== READING TEXT ==

General characteristics
- Class & type: Mantilla-class patrol boat
- Type: Offshore Patrol Boat
- Displacement: 900 tons
- Length: 65 m (213.3 ft)
- Beam: 10.5 m (34.4 ft)
- Draft: 3.2 m (10 ft)
- Installed power: 5,000 ihp (3,700 kW)
- Propulsion: 2-shaft, 2 × Bazán-MTU 16V-956 marine diesel engines
- Speed: max 21.5 knots (24.7 mph; 39.8 km/h)
- Range: 5,000 nautical miles
- Complement: 38
- Armament: 1 × 40 mm (1.6 in) L/70 Bofors AA gun
- Notes: Career and characteristics data from “Histarmar” website.

= PNA Thompson =

Argentine patrol boat

PNA Thompson (GC-26) is a Mantilla-class patrol boat of the Argentine Naval Prefecture, built at the Empresa Nacional Bazán shipyards and commissioned in 1983. The vessel is named after Martín Jacobo Thompson, an Argentine naval officer during the Independence War, and first Harbourmaster of Buenos Aires; she is the first PNA ship with this name.

== Design ==
Thompson is one of five Mantilla-class patrol boats ordered by the Argentine Naval Prefecture (PNA) in 1981, corresponding to the coast guard cutter “Halcon II” type, designed and build by the Spanish Empresa Nacional Bazán shipyard. The design is optimised for long range open seas patrols, for prolonged periods of time away from port.

Thompson has a steel hull and superstructure, with a single mast atop, behind the bridge. She is powered by two Bazán-MTU 16V-956-TB91 marine diesel engines of 2500 kW each (maximum intermittent power 3000 kW) totalling to 7,500 horsepower, driving two Variable-pitch propellers; with a maximum speed of 21.5kn. The design has a maximum range of 5,000 nautical miles at a cruise speed of 16kn.

She has three electrical generators of 185Kva each, powering a varied array of systems: controls and communications system that integrates with other PNA air and surface assets; navigation radar; echosound; direction finder; and helicopter navigation control.
Thompson is equipped with two water cannons for firefighting, anti-contamination gear, active stabilizers and a retractable hangar and landing pad with support facilities for an Alouette-sized helicopter. She is armed with a single 40mm L/70 Bofors dual-purpose autocannon in a position at the front of the bridge.

===
== GIVEN RECORDS ==

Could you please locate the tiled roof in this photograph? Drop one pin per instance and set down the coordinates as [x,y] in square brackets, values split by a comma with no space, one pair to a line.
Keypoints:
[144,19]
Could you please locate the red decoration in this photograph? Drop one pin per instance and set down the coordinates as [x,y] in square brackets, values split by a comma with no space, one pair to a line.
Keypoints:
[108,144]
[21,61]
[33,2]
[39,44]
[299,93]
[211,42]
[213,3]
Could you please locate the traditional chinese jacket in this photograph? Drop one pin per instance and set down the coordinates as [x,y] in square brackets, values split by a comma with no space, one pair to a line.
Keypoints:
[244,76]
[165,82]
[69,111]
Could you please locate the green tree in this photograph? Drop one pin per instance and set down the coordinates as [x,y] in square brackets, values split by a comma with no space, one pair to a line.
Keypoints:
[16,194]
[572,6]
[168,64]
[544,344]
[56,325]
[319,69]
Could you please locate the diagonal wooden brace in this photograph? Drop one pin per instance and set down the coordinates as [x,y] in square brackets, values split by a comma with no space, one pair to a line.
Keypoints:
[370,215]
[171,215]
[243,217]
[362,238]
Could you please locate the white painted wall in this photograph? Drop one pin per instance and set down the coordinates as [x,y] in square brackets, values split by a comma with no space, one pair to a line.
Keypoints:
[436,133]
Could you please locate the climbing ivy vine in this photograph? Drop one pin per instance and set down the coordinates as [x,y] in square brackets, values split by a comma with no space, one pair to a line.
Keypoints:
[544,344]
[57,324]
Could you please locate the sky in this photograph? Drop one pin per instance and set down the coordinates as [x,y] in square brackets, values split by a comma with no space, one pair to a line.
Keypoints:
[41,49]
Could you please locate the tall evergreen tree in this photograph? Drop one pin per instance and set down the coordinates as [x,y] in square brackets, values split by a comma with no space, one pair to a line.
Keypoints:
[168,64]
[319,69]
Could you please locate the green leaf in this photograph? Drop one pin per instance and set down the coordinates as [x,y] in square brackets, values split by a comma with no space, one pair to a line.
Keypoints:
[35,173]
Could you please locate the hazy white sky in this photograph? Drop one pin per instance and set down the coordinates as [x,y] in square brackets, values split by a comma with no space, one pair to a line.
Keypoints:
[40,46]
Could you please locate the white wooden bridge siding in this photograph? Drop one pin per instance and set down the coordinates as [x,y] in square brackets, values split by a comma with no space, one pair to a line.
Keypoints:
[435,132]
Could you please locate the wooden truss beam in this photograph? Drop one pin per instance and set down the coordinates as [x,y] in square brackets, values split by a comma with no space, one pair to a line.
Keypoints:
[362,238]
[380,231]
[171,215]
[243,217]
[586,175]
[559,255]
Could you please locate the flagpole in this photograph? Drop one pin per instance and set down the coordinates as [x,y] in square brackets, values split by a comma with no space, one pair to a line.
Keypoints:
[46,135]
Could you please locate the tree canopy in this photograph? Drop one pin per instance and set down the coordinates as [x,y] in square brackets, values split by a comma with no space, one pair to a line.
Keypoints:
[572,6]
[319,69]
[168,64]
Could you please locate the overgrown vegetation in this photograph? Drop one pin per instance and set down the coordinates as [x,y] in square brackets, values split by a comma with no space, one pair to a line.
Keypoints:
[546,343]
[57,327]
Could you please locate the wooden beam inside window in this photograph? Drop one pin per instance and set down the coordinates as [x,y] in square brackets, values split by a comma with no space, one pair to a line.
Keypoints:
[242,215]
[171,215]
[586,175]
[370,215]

===

:: TASK DESCRIPTION ::
Reproduce the passage of the text on the patrol boat between "Argentine patrol boat" and "with this name.", inclusive.

:: FINAL ANSWER ::
Argentine patrol boat

PNA Thompson (GC-26) is a Mantilla-class patrol boat of the Argentine Naval Prefecture, built at the Empresa Nacional Bazán shipyards and commissioned in 1983. The vessel is named after Martín Jacobo Thompson, an Argentine naval officer during the Independence War, and first Harbourmaster of Buenos Aires; she is the first PNA ship with this name.